-------- RECORDS PROVIDED

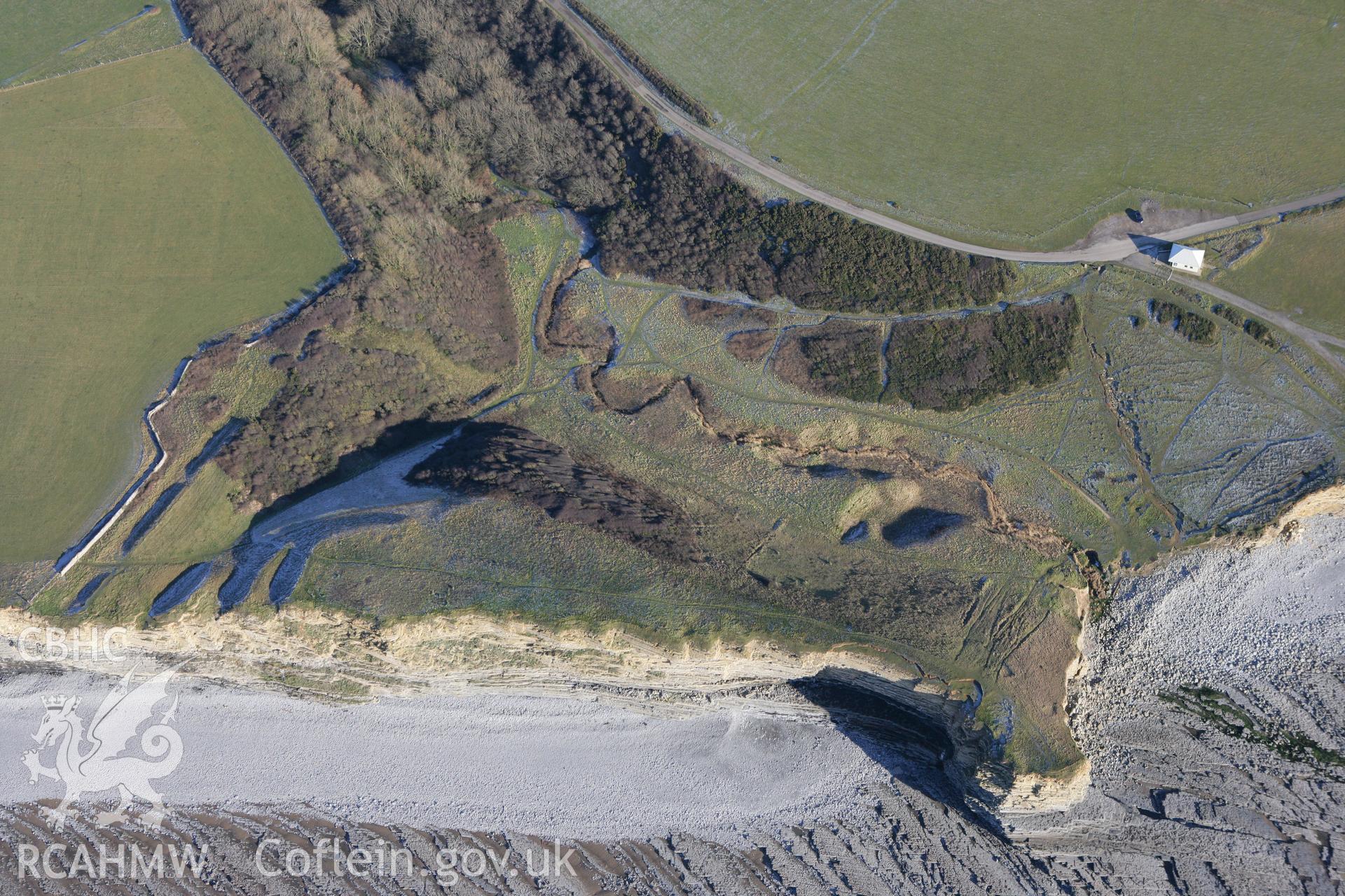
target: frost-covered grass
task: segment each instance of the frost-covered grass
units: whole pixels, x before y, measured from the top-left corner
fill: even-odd
[[[759,159],[981,244],[1068,246],[1145,196],[1235,211],[1341,179],[1330,0],[586,5]]]

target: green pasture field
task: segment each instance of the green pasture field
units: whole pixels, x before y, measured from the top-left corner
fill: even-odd
[[[1266,242],[1217,279],[1229,292],[1345,337],[1345,208],[1266,228]]]
[[[163,0],[153,4],[156,12],[128,21],[145,5],[145,0],[0,0],[0,86],[180,43],[178,17]],[[114,30],[102,34],[109,28]]]
[[[0,93],[0,560],[52,559],[134,472],[179,359],[343,262],[188,46]]]
[[[1330,0],[588,0],[759,159],[981,244],[1341,183]],[[896,208],[888,203],[896,203]]]

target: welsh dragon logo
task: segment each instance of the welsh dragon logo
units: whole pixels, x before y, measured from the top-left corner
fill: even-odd
[[[23,754],[23,764],[28,767],[30,785],[36,785],[38,778],[51,778],[66,785],[61,805],[43,810],[52,830],[65,827],[73,802],[108,790],[117,790],[121,803],[113,811],[98,813],[98,826],[126,821],[126,809],[136,798],[151,805],[149,811],[140,815],[141,822],[152,829],[163,823],[163,797],[151,782],[171,775],[182,762],[182,737],[169,725],[178,711],[176,696],[160,720],[140,733],[140,751],[149,759],[124,754],[141,725],[151,721],[155,705],[167,699],[168,681],[176,672],[167,669],[132,689],[132,669],[104,697],[87,731],[85,720],[75,712],[79,697],[43,697],[46,715],[32,735],[39,747]],[[50,747],[56,751],[54,768],[43,766],[40,759],[42,751]]]

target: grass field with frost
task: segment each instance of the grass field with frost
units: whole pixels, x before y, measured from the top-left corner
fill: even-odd
[[[981,244],[1068,246],[1142,197],[1235,211],[1345,169],[1330,0],[586,5],[759,159]]]
[[[0,93],[0,560],[129,481],[174,365],[343,262],[301,177],[188,46]]]

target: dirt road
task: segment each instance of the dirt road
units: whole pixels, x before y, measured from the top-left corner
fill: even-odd
[[[927,243],[935,243],[936,246],[946,246],[948,249],[955,249],[962,253],[971,253],[975,255],[989,255],[991,258],[1003,258],[1015,262],[1116,262],[1135,253],[1135,242],[1130,238],[1126,239],[1106,239],[1096,242],[1091,246],[1083,249],[1064,249],[1060,251],[1049,253],[1033,253],[1013,249],[991,249],[989,246],[976,246],[974,243],[966,243],[960,239],[954,239],[951,236],[943,236],[942,234],[935,234],[928,230],[921,230],[913,224],[896,220],[881,212],[873,211],[870,208],[863,208],[855,206],[851,201],[839,199],[827,192],[818,189],[807,184],[798,177],[784,173],[777,168],[768,165],[767,163],[756,159],[751,153],[745,152],[740,146],[730,144],[707,128],[701,126],[693,121],[682,109],[667,99],[659,89],[652,85],[644,75],[642,75],[625,56],[620,54],[607,39],[600,35],[585,19],[578,15],[574,9],[565,3],[565,0],[542,0],[557,16],[561,17],[576,34],[592,48],[607,64],[616,73],[617,78],[635,93],[640,99],[643,99],[648,106],[658,110],[664,118],[670,120],[677,125],[679,130],[685,134],[694,137],[699,142],[712,146],[720,153],[724,153],[737,164],[753,171],[763,177],[767,177],[781,187],[787,187],[794,192],[811,199],[812,201],[822,203],[823,206],[830,206],[839,212],[845,212],[853,218],[874,224],[876,227],[884,227],[890,231],[896,231],[905,236],[913,236],[915,239],[921,239]],[[1309,208],[1311,206],[1319,206],[1322,203],[1333,201],[1336,199],[1345,197],[1345,188],[1330,189],[1326,192],[1315,193],[1313,196],[1306,196],[1303,199],[1295,199],[1293,201],[1280,203],[1278,206],[1271,206],[1268,208],[1259,208],[1254,211],[1247,211],[1240,215],[1225,215],[1224,218],[1216,218],[1213,220],[1201,222],[1198,224],[1190,224],[1186,227],[1178,227],[1176,230],[1159,232],[1159,234],[1146,234],[1142,240],[1162,240],[1162,242],[1176,242],[1181,239],[1190,239],[1192,236],[1198,236],[1201,234],[1209,234],[1216,230],[1223,230],[1225,227],[1233,227],[1235,224],[1245,224],[1247,222],[1258,220],[1268,215],[1278,215],[1290,211],[1298,211],[1299,208]]]
[[[1155,262],[1153,258],[1147,255],[1141,255],[1138,253],[1123,259],[1120,263],[1134,270],[1146,271],[1149,274],[1158,274],[1159,277],[1165,277],[1170,273],[1166,265]],[[1200,290],[1201,293],[1212,296],[1223,302],[1228,302],[1233,308],[1240,308],[1248,314],[1255,314],[1256,317],[1264,321],[1270,321],[1271,324],[1280,328],[1286,333],[1293,333],[1299,340],[1302,340],[1309,348],[1317,352],[1337,372],[1345,373],[1345,360],[1342,360],[1340,355],[1328,348],[1330,345],[1334,345],[1338,349],[1345,349],[1345,339],[1340,339],[1338,336],[1332,336],[1330,333],[1322,333],[1309,326],[1303,326],[1289,314],[1284,314],[1282,312],[1274,312],[1263,305],[1258,305],[1250,298],[1243,298],[1236,293],[1229,293],[1227,289],[1220,289],[1219,286],[1215,286],[1213,283],[1206,283],[1202,279],[1196,279],[1193,277],[1182,277],[1180,274],[1171,274],[1171,281],[1176,283],[1181,283],[1182,286]]]

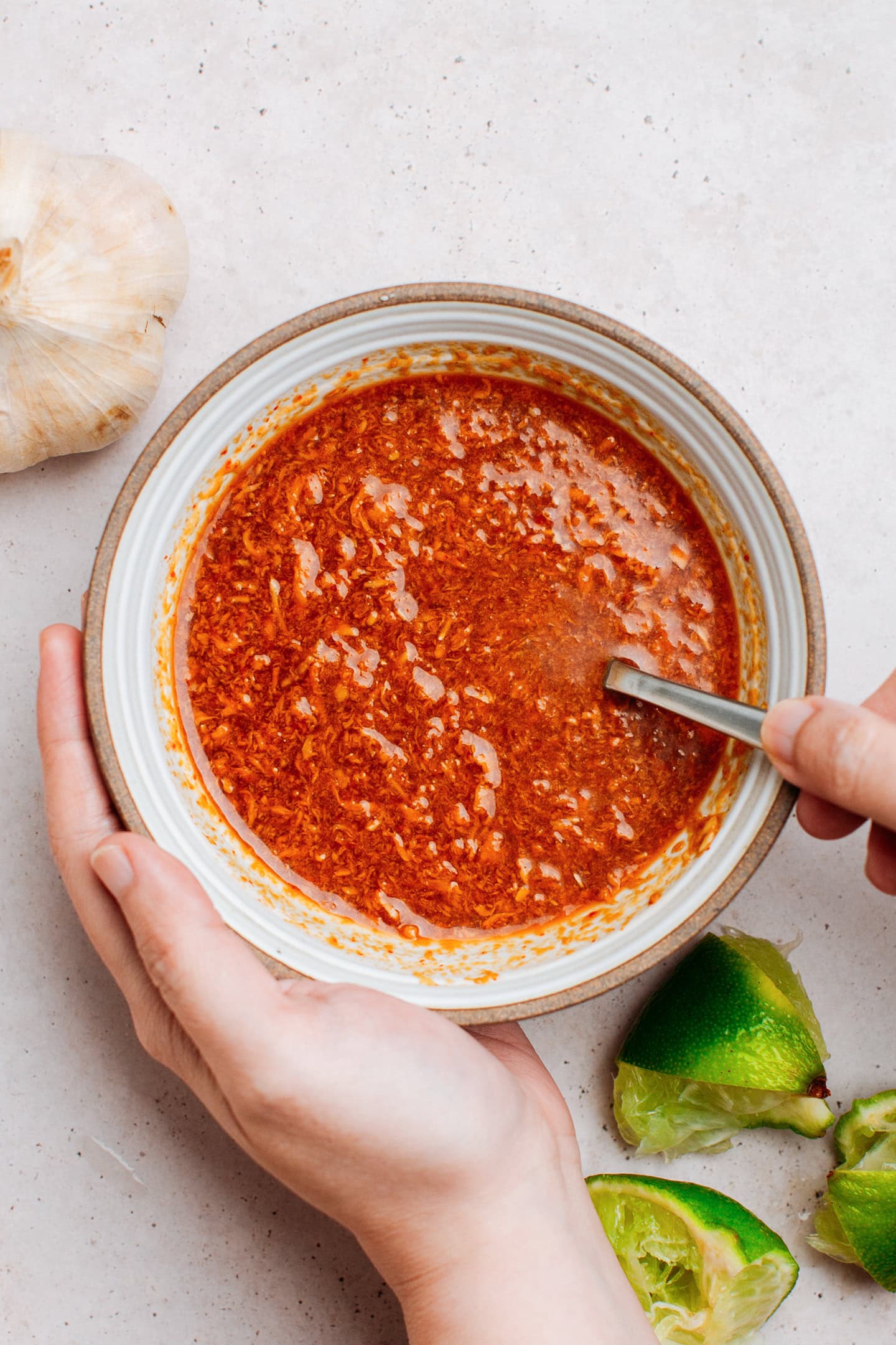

----------------

= TO BE DONE =
State how many lines above contain the string "road" with its case matched exactly. Reply with that number alone.

= ANSWER TO THE TASK =
2